Exercise aim - The word "sneaker" appears in some lines of the records below; state how many lines, and nothing else.

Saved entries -
********
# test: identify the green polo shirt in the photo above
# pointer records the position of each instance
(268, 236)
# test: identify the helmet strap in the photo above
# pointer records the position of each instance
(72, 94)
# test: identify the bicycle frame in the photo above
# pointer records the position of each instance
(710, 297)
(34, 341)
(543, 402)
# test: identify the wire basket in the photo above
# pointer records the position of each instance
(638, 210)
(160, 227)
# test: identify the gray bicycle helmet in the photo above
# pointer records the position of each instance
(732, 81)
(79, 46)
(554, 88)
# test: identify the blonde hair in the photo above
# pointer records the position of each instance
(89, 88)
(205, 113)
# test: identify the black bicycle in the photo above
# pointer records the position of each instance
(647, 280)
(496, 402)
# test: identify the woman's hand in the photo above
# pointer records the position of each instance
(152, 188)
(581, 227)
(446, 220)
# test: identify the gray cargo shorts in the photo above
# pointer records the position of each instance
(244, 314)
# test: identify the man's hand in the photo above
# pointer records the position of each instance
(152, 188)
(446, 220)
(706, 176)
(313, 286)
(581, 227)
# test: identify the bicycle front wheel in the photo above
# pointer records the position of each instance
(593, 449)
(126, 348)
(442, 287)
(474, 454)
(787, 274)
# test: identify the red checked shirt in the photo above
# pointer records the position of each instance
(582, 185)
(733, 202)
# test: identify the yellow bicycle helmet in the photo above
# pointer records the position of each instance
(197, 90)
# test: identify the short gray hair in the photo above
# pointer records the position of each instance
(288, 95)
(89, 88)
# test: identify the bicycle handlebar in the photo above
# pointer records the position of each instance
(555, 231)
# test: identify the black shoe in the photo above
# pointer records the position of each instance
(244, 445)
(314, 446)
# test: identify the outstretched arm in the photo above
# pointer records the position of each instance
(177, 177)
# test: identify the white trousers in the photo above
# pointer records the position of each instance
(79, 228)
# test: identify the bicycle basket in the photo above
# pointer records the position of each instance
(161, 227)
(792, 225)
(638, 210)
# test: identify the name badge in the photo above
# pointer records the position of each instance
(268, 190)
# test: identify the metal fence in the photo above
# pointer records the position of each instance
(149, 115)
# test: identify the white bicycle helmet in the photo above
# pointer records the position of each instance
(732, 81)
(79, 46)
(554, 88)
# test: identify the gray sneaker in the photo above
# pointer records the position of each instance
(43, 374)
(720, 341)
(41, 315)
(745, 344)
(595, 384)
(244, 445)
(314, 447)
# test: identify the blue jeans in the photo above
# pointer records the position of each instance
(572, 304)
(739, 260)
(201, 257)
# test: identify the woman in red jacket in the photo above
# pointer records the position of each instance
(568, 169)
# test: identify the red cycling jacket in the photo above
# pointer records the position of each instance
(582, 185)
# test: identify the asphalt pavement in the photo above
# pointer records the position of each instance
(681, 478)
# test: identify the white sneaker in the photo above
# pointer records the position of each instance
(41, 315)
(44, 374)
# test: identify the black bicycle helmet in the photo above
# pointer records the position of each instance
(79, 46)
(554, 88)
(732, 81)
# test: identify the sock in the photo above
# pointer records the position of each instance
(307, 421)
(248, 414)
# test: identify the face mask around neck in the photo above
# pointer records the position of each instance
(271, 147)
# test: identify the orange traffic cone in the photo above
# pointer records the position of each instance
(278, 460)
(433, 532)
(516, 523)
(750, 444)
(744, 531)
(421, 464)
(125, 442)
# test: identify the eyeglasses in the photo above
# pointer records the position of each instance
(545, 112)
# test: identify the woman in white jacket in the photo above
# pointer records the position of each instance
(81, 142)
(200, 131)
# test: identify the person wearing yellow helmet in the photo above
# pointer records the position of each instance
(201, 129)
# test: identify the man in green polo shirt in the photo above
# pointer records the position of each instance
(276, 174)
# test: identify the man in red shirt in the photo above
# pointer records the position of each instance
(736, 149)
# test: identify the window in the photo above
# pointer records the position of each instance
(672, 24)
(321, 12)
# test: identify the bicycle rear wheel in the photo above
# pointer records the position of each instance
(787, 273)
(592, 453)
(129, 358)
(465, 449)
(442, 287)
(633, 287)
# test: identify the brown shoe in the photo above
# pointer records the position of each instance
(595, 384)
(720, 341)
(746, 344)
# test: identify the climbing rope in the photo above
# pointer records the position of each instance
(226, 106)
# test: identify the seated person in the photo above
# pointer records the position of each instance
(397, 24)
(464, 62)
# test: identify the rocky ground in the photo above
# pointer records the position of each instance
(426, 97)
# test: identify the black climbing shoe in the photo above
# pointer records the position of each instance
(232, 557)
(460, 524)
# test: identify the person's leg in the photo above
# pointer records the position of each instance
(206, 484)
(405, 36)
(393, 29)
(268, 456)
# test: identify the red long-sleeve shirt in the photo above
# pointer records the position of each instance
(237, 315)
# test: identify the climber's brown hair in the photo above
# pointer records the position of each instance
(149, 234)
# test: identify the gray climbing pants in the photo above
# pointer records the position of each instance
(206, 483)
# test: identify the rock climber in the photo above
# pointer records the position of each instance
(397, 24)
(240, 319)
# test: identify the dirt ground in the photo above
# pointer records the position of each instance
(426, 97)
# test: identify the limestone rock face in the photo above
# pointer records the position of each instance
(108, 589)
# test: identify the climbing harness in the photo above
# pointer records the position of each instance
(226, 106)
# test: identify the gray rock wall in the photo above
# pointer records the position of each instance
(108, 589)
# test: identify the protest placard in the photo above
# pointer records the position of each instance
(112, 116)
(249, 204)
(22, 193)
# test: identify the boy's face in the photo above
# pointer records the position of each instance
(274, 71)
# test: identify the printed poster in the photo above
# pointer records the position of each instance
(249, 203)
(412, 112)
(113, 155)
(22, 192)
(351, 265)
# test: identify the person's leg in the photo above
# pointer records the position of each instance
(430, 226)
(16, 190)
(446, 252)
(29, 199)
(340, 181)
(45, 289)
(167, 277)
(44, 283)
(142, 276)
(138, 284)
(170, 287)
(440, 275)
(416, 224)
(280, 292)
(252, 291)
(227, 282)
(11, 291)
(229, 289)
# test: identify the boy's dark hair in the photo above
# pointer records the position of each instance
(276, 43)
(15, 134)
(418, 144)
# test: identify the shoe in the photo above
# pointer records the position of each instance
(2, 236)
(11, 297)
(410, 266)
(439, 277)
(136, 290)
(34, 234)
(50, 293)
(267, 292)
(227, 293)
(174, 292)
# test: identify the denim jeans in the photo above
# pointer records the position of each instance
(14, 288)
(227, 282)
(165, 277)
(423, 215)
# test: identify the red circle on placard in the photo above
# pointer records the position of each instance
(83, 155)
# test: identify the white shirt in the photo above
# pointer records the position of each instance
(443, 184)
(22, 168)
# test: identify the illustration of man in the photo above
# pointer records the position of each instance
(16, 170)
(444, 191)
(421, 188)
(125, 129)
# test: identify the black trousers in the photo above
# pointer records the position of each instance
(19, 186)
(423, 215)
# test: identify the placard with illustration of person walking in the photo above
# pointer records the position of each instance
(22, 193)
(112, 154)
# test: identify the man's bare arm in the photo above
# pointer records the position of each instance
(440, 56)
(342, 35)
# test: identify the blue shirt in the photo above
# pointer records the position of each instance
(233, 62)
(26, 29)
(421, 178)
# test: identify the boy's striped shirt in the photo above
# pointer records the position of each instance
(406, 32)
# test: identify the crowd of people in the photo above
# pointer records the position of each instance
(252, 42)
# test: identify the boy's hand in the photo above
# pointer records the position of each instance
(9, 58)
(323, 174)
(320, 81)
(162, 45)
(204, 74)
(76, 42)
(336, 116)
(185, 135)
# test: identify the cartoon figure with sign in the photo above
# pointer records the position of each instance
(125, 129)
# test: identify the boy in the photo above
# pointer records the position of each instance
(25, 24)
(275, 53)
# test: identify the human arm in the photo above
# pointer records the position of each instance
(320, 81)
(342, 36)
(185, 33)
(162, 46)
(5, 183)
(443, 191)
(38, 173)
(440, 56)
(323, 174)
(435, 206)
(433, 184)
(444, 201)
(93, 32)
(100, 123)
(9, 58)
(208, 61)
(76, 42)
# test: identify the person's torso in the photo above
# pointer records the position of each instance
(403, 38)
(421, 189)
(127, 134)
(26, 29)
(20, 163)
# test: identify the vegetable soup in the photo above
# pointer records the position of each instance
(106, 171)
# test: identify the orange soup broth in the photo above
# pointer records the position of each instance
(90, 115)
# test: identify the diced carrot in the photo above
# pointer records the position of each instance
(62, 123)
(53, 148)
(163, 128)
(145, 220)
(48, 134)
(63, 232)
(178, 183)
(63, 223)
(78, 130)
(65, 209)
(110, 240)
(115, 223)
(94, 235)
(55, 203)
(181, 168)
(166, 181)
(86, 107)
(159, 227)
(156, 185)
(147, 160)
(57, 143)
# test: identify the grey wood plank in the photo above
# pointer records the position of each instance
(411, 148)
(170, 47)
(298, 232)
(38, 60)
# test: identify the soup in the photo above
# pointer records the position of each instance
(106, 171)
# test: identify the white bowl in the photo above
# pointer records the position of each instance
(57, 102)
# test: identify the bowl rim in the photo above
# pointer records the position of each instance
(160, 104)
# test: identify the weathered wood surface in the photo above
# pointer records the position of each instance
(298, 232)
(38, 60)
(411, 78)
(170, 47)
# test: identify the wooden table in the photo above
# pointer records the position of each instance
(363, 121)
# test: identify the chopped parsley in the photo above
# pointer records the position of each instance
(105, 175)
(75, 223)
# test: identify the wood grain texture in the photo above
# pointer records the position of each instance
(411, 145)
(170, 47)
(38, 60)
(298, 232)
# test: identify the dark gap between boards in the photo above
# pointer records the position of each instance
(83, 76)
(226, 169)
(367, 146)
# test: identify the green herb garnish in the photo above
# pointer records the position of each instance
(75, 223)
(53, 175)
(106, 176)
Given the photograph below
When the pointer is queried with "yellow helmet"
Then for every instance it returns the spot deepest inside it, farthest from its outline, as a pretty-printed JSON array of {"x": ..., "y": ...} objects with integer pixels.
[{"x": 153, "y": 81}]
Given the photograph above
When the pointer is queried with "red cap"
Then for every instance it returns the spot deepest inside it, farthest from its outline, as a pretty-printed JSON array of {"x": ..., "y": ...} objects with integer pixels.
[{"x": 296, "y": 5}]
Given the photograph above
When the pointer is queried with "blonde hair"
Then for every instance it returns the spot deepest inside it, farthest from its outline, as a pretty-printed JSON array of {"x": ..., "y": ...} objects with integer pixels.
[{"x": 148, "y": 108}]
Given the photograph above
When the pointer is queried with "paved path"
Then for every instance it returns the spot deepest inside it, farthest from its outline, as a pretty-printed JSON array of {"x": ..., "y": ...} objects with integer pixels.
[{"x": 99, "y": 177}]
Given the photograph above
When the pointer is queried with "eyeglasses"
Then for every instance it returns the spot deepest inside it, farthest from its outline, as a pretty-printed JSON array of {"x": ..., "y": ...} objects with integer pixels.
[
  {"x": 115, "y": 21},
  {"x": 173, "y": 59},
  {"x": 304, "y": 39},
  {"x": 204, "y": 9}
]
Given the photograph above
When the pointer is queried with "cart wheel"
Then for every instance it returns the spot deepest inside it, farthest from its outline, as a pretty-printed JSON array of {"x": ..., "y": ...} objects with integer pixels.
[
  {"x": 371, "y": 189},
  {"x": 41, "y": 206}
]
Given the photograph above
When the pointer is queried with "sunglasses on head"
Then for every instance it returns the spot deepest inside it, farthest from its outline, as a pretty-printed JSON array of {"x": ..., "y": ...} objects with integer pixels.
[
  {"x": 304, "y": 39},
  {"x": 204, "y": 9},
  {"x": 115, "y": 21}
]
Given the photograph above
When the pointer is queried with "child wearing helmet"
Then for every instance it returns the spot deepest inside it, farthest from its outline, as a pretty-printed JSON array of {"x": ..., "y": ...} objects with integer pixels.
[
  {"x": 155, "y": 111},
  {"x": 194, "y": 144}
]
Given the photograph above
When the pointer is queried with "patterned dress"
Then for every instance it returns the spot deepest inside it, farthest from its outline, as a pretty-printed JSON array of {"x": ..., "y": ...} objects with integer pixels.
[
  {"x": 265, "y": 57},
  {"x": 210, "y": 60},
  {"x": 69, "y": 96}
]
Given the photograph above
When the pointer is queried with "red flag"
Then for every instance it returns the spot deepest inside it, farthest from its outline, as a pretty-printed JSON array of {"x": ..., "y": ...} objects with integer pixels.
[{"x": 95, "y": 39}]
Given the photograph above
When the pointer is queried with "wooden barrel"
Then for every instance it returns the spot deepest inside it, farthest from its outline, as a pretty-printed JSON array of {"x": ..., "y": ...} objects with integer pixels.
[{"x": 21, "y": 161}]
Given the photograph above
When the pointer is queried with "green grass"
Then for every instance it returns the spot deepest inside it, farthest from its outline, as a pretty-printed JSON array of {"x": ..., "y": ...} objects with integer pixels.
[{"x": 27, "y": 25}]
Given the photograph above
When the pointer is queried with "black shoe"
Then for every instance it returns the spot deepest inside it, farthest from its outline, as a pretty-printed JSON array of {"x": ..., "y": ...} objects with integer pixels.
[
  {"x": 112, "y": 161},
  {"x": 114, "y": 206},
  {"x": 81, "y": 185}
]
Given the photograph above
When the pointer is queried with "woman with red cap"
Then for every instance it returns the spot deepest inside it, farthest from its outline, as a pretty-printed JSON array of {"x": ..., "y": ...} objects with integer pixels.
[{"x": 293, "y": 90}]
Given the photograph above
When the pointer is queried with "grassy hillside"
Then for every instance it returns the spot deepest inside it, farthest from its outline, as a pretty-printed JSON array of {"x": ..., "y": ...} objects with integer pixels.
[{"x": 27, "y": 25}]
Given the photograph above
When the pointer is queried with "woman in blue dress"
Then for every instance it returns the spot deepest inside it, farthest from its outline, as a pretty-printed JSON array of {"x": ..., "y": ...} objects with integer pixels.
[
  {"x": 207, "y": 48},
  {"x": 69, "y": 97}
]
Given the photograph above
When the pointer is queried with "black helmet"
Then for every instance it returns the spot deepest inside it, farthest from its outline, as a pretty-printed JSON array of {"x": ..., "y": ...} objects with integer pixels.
********
Response to the exercise - 2